§ Do this
Reproduce the records verbatim from their beginning through the line containing "272], [374, 272]]]", including both ends. Omit the pictures from your answer.

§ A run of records
--- --- ---

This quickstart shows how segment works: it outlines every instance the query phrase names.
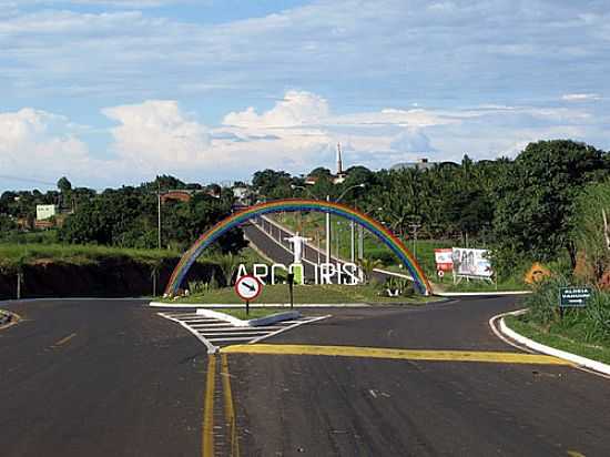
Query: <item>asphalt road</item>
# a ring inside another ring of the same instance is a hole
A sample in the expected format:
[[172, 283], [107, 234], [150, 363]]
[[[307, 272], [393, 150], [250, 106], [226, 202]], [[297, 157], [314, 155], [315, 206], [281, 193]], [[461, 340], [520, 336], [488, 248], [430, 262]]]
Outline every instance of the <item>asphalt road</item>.
[[[273, 343], [516, 352], [487, 326], [512, 303], [337, 311]], [[238, 354], [230, 363], [247, 455], [610, 455], [610, 382], [571, 367]]]
[[[9, 306], [24, 321], [0, 332], [1, 456], [205, 455], [211, 385], [228, 455], [225, 379], [243, 456], [610, 455], [610, 382], [576, 368], [228, 354], [211, 384], [203, 344], [143, 303]], [[266, 343], [516, 353], [487, 326], [515, 307], [336, 309]]]
[[[265, 230], [261, 228], [261, 226], [254, 222], [248, 222], [242, 225], [242, 230], [244, 231], [247, 240], [260, 251], [264, 252], [265, 255], [273, 262], [282, 263], [284, 265], [292, 264], [294, 262], [294, 255], [291, 252], [291, 244], [285, 241], [285, 238], [292, 236], [292, 234], [278, 225], [271, 224], [267, 220], [261, 221]], [[273, 234], [273, 238], [268, 234], [270, 230]], [[284, 247], [278, 244], [278, 241], [282, 241]], [[303, 263], [303, 267], [305, 268], [305, 277], [309, 282], [313, 282], [313, 278], [315, 277], [313, 265], [317, 265], [318, 260], [323, 263], [326, 262], [326, 256], [324, 253], [319, 254], [311, 243], [305, 243], [303, 246], [303, 258], [308, 261]], [[344, 263], [344, 261], [337, 260], [335, 256], [332, 256], [331, 258], [333, 264]], [[373, 275], [380, 281], [387, 277], [387, 275], [379, 272], [374, 272]]]

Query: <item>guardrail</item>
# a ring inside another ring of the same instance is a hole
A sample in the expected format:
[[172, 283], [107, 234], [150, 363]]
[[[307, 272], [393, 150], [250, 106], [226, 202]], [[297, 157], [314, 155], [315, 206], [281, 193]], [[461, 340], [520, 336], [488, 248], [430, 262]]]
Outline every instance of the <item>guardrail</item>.
[[0, 327], [12, 322], [12, 314], [0, 309]]

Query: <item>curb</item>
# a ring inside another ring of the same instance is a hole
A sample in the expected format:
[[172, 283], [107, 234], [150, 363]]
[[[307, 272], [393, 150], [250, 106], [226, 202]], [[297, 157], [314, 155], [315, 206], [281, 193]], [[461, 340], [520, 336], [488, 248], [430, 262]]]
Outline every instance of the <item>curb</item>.
[[231, 325], [234, 325], [236, 327], [257, 327], [257, 326], [261, 326], [261, 325], [268, 325], [268, 324], [274, 324], [276, 322], [291, 321], [291, 319], [296, 319], [296, 318], [301, 317], [301, 313], [298, 311], [288, 311], [286, 313], [276, 313], [276, 314], [272, 314], [272, 315], [268, 315], [268, 316], [265, 316], [265, 317], [258, 317], [258, 318], [250, 319], [250, 321], [242, 321], [242, 319], [238, 319], [237, 317], [233, 317], [230, 314], [220, 313], [220, 312], [213, 311], [213, 309], [199, 308], [196, 314], [197, 314], [197, 316], [213, 317], [215, 319], [225, 321], [225, 322], [228, 322]]
[[[215, 304], [209, 304], [209, 303], [163, 303], [163, 302], [151, 302], [149, 303], [149, 306], [151, 307], [157, 307], [157, 308], [243, 308], [244, 304], [236, 304], [236, 303], [215, 303]], [[257, 304], [250, 304], [250, 307], [255, 308], [289, 308], [289, 303], [257, 303]], [[372, 305], [367, 303], [335, 303], [335, 304], [327, 304], [327, 303], [311, 303], [311, 304], [298, 304], [294, 307], [297, 308], [367, 308], [372, 307]]]
[[[602, 374], [606, 376], [610, 376], [610, 365], [607, 365], [604, 363], [592, 360], [587, 357], [582, 357], [580, 355], [576, 355], [572, 353], [568, 353], [566, 351], [556, 349], [555, 347], [550, 347], [547, 345], [543, 345], [541, 343], [535, 342], [530, 338], [527, 338], [526, 336], [515, 332], [514, 329], [509, 328], [506, 325], [505, 317], [506, 316], [519, 316], [521, 314], [527, 313], [527, 309], [518, 309], [512, 311], [510, 313], [504, 313], [499, 314], [497, 316], [494, 316], [489, 319], [489, 325], [491, 326], [491, 329], [494, 333], [498, 335], [500, 333], [502, 336], [508, 337], [523, 346], [526, 346], [529, 349], [536, 351], [538, 353], [551, 355], [557, 358], [562, 358], [565, 360], [571, 362], [572, 364], [577, 365], [581, 368], [587, 368], [592, 372], [596, 372], [597, 374]], [[498, 329], [495, 326], [496, 321], [499, 321]], [[504, 337], [500, 336], [501, 339], [506, 342]], [[510, 342], [507, 342], [510, 344]]]
[[21, 316], [10, 311], [0, 309], [0, 331], [12, 327], [21, 321]]
[[496, 292], [435, 292], [441, 297], [494, 297], [502, 295], [529, 295], [531, 291], [496, 291]]

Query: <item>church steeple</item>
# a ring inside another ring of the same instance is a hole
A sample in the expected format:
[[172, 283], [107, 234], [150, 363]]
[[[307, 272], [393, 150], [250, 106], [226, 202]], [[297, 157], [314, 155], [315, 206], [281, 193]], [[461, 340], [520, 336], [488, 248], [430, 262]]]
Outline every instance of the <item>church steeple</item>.
[[340, 143], [337, 143], [337, 176], [343, 175], [343, 161], [340, 158]]

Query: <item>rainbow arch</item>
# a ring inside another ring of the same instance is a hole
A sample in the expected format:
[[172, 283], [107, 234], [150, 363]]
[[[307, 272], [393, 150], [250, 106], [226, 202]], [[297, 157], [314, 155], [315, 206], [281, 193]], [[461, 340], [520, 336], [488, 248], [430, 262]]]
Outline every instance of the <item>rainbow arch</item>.
[[243, 224], [244, 222], [270, 213], [282, 213], [282, 212], [297, 212], [297, 211], [314, 211], [318, 213], [331, 213], [335, 214], [350, 221], [356, 222], [362, 225], [364, 228], [372, 232], [379, 241], [382, 241], [386, 246], [388, 246], [400, 261], [405, 264], [411, 276], [416, 288], [419, 293], [424, 295], [431, 295], [433, 288], [428, 278], [426, 277], [424, 271], [409, 252], [407, 246], [398, 240], [389, 230], [387, 230], [379, 222], [367, 216], [359, 211], [343, 205], [340, 203], [326, 202], [321, 200], [306, 200], [306, 199], [287, 199], [287, 200], [275, 200], [272, 202], [260, 203], [247, 209], [240, 211], [231, 216], [220, 221], [214, 226], [212, 226], [207, 232], [199, 237], [199, 240], [186, 251], [179, 264], [174, 268], [170, 282], [165, 287], [166, 295], [175, 295], [180, 285], [182, 284], [189, 268], [193, 265], [196, 258], [201, 255], [203, 250], [210, 246], [214, 241], [216, 241], [221, 235], [223, 235], [228, 230]]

--- --- ---

§ Answer to the problem
This quickstart shows how segment works: it outlines every instance the query phrase names.
Query: <item>asphalt road</item>
# a ring inside another ring of the same instance is a hole
A sample in the expected format:
[[172, 283], [107, 234], [150, 363]]
[[[307, 272], [393, 150], [250, 106], [226, 202]], [[297, 157], [314, 155], [315, 206], [281, 193]], [[461, 340], [520, 336], [488, 248], [430, 262]]]
Outline every instance of the <item>asphalt road</item>.
[[[273, 343], [516, 352], [487, 326], [512, 303], [337, 311]], [[238, 354], [230, 363], [247, 455], [610, 455], [610, 382], [571, 367]]]
[[[9, 306], [24, 321], [0, 332], [1, 456], [205, 455], [211, 385], [228, 455], [225, 379], [243, 456], [610, 455], [610, 382], [576, 368], [228, 354], [211, 384], [203, 344], [143, 303]], [[266, 343], [516, 353], [487, 326], [515, 307], [336, 309]]]
[[[265, 230], [261, 228], [261, 226], [254, 222], [248, 222], [242, 225], [242, 230], [244, 231], [247, 240], [260, 251], [264, 252], [265, 255], [273, 262], [282, 263], [284, 265], [292, 264], [294, 262], [294, 255], [291, 252], [291, 244], [285, 241], [285, 238], [292, 236], [292, 234], [278, 225], [271, 224], [267, 220], [261, 221]], [[273, 234], [273, 238], [268, 234], [270, 230]], [[284, 247], [278, 244], [278, 241], [282, 241]], [[303, 263], [303, 267], [305, 268], [305, 277], [309, 282], [313, 282], [313, 278], [315, 277], [313, 265], [317, 265], [318, 260], [323, 263], [326, 262], [326, 256], [324, 253], [319, 254], [311, 243], [305, 243], [303, 246], [303, 258], [308, 261]], [[344, 263], [344, 261], [337, 260], [335, 256], [332, 256], [331, 258], [333, 264]], [[373, 275], [380, 281], [387, 277], [387, 275], [379, 272], [374, 272]]]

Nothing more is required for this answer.